» Provided records:
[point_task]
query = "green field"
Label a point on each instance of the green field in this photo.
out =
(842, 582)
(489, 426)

» What is expected: Return every line of the material word for word.

» Task response:
[point_task]
query = "green field"
Label a point on each instance of the green field in this photo.
out =
(842, 582)
(489, 426)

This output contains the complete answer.